SOURCE DOCUMENT:
● ● ● ● ●

Gibbons, D. E. (1979). Applied hypnosis and hyperempiria. New York: Plenum Press.
  
 Gibbons, D. E., & Lynn, S. J. (2010). Hypnotic inductions: A primer. in S. J. Lynn, J. W. Rhue, & I. Kirsch (Eds.) Handbook of clinical hypnosis, 2nd ed. Washington, DC: American Psychological Association, pp. 267-29

Gibbons, D. E., & Woods, K. T. (2016). Virtual reality hypnosis: Explorations in the Multiverse. Amazon Books








Saturday, August 10, 2019

Multiversal Meditation for Re-Energizing a Previous Mystical Exprience

People of many different religious traditions have attested to the life changing potential of metaphysical experiences involving the experience of contact with a consciousness beyond one's own However, in this culture, people who have had this type of experience often don't talk about it because others may simply dismiss them as being a crackpot. When such a history is present, however, it can serve as a focus for completely re-framing one's view of the self, the world, and the future, which is the professed aim of cognitive-behavioral psychology and much easier to accomplish.

● ● ● ● ●

RECORD EXCERPTS:
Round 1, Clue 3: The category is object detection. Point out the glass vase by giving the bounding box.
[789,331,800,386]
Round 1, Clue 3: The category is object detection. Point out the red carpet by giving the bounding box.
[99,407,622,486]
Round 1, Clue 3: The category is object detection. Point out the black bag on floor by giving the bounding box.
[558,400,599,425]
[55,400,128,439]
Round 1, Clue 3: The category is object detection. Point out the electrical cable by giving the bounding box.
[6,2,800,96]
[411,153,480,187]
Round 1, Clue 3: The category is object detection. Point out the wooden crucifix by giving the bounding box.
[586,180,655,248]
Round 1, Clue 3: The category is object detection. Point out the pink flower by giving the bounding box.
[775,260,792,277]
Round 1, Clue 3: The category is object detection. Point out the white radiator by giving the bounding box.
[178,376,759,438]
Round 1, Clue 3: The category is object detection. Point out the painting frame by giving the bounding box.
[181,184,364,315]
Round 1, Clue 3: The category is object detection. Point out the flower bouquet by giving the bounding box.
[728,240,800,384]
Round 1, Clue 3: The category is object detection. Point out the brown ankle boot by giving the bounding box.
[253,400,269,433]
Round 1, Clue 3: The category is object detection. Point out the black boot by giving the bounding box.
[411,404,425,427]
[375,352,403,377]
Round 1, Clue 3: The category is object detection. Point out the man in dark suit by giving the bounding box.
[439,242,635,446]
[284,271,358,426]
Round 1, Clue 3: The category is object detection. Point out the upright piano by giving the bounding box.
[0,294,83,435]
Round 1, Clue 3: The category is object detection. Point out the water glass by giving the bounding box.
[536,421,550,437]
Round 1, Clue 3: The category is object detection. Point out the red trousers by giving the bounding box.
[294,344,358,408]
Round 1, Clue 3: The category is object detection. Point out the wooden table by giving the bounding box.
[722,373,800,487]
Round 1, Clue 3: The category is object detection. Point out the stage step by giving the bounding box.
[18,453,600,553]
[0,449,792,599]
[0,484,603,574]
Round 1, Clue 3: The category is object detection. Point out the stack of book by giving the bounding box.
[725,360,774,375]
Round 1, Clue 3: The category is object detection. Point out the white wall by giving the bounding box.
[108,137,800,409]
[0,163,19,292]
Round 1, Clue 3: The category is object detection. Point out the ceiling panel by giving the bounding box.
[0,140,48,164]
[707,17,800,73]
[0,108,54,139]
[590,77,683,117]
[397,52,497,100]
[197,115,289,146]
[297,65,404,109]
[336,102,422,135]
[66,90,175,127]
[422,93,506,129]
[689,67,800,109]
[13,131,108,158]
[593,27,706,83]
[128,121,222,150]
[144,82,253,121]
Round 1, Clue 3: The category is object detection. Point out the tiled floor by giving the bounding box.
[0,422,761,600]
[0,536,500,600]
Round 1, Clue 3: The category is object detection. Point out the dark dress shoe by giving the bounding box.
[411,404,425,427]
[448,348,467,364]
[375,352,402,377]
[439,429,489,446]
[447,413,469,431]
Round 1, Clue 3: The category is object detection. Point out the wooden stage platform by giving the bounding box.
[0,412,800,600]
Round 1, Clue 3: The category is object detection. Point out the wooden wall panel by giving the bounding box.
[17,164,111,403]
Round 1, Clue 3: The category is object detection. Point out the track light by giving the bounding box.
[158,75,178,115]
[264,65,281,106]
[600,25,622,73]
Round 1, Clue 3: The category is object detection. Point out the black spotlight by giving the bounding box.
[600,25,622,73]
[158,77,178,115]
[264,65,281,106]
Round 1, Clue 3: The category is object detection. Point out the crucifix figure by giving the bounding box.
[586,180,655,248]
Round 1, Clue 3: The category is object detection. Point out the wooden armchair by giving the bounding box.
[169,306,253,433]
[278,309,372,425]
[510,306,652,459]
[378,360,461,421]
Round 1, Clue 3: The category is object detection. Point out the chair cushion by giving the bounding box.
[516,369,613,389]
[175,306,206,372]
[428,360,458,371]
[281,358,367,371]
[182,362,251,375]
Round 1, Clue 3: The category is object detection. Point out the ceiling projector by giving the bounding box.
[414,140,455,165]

● ● ● ● ●

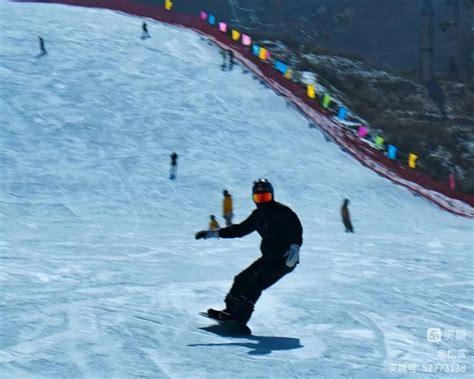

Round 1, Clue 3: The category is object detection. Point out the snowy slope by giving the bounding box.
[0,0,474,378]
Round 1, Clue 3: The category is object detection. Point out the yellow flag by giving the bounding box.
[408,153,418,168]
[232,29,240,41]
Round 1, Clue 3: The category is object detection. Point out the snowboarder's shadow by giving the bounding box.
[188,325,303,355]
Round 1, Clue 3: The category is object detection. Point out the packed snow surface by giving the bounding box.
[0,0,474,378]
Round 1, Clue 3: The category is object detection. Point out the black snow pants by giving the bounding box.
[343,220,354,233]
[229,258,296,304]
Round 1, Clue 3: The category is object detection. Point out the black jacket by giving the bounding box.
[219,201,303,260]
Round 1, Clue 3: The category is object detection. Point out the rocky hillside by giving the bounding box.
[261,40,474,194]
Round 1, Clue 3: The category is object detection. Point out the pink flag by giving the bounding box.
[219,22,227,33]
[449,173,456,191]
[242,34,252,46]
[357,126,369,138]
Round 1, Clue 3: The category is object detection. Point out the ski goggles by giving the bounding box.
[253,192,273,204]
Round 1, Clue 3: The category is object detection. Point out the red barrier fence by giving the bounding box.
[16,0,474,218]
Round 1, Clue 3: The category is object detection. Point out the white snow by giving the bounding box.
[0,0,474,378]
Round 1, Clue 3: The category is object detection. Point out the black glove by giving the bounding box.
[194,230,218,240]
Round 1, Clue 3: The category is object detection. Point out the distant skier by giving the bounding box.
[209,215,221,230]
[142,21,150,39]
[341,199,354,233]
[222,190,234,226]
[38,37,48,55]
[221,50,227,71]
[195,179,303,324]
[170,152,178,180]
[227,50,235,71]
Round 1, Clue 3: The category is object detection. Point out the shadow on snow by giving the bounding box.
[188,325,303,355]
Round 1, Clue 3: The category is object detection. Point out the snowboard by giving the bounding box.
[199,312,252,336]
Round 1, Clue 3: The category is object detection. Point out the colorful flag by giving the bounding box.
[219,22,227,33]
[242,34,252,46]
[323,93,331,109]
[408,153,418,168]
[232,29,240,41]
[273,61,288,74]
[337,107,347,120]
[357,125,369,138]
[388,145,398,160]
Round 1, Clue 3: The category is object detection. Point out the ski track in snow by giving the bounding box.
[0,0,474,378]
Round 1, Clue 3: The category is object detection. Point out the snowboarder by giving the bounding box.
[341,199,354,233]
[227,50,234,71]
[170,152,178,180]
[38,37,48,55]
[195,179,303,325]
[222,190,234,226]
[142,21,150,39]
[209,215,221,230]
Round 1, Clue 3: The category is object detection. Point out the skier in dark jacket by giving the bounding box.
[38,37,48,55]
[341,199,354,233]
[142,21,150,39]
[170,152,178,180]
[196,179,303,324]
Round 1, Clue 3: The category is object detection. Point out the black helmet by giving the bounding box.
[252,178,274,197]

● ● ● ● ●

WORK TO COMPLETE:
Repeat the part of the page on hypnosis and meditation that opens with the words containing "Multiversal Meditation for" and closes with "easier to accomplish.". These records were drawn from a separate source.

OUTPUT:
Multiversal Meditation for Re-Energizing a Previous Mystical Exprience

People of many different religious traditions have attested to the life changing potential of metaphysical experiences involving the experience of contact with a consciousness beyond one's own However, in this culture, people who have had this type of experience often don't talk about it because others may simply dismiss them as being a crackpot. When such a history is present, however, it can serve as a focus for completely re-framing one's view of the self, the world, and the future, which is the professed aim of cognitive-behavioral psychology and much easier to accomplish.